- Theatrical release banner
- Directed by: David Lowell Rich
- Written by: Raphael Hayes
- Produced by: Harry A. Romm
- Starring: Moe Howard Larry Fine Joe DeRita Anna-Lisa Robert Colbert
- Narrated by: Don Lamond
- Cinematography: Ray Cory
- Edited by: Danny B. Landres
- Music by: Mischa Bakaleinikoff
- Distributed by: Columbia Pictures Corporation
- Release date: August 1, 1959 (U.S.);
- Running time: 76:14
- Country: United States
- Language: English
- Budget: $380,000
- Box office: $2.5 million

= Have Rocket, Will Travel =

1959 American film by David Lowell Rich

Have Rocket, Will Travel is a 1959 American science-fiction comedy film released by Columbia Pictures and starring the Three Stooges, consisting of Moe Howard, Larry Fine and new addition Joe DeRita ("Curly Joe"). The film was produced to capitalize on the Three Stooges' late-1950s resurgence in popularity. The supporting cast features Anna-Lisa and Robert Colbert.

### SHORT EXERCISE
Can you carry on the article about the 1959 film Have Rocket, Will Travel, starting right after its last sentence?

### DATA SECTION
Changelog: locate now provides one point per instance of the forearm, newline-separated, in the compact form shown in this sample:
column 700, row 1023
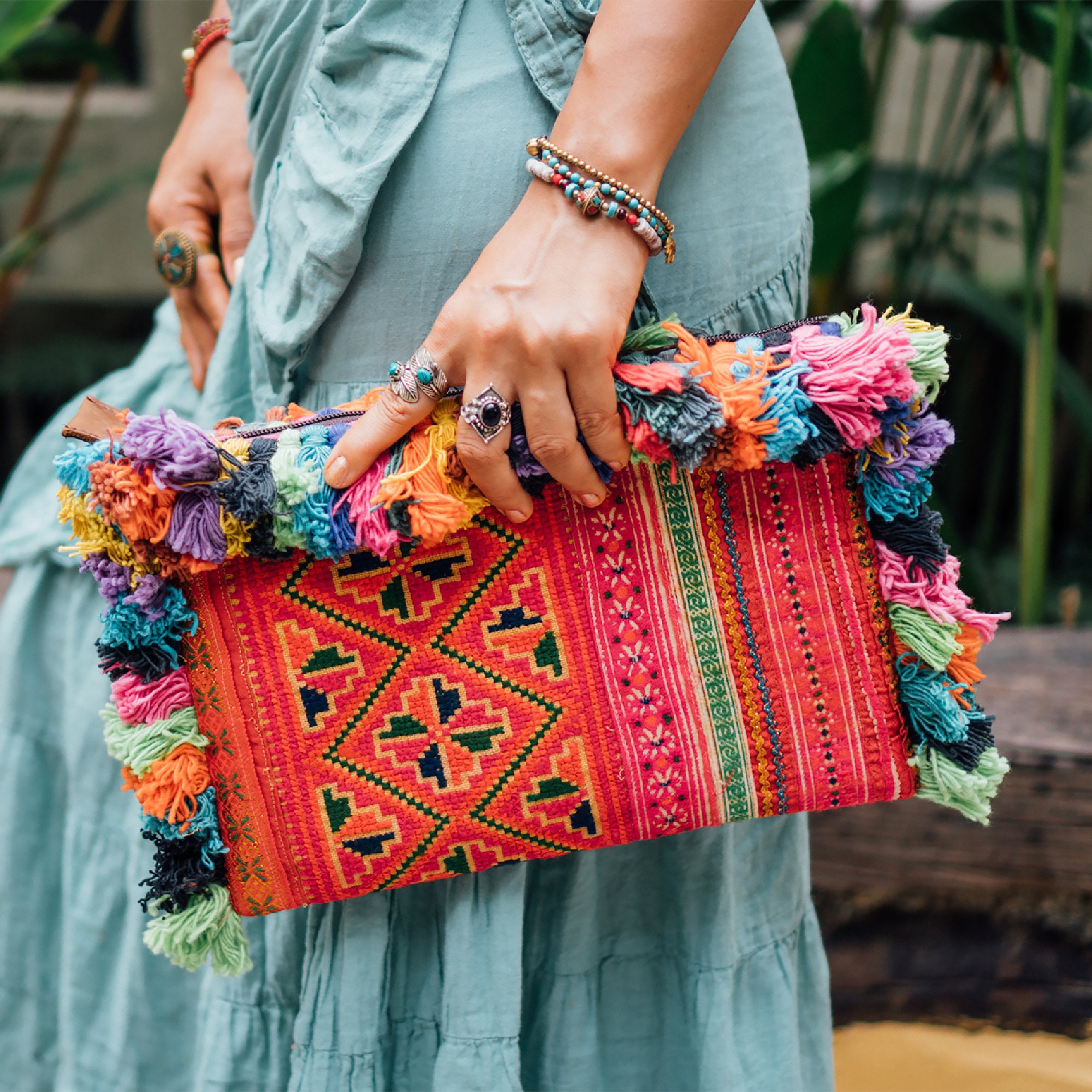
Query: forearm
column 645, row 70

### WRITTEN REPLY
==Plot==
The Stooges are janitors working at a space center. Through a series of mishaps, they accidentally find themselves launched into space and land on Venus. There, they encounter strange creatures, including a talking unicorn and a giant fire-breathing tarantula, as well as an alien computer that has eradicated all life on the planet. The computer creates evil robot duplicates of the Stooges. Eventually, they manage to return to Earth, where they are celebrated as heroes. However, chaos erupts at their welcome-back party when the evil robot duplicates arrive, leading to a comedic melee. At the end the Stooges sing a song about being in space while riding a rocket—and Moe gets hit with cream pies!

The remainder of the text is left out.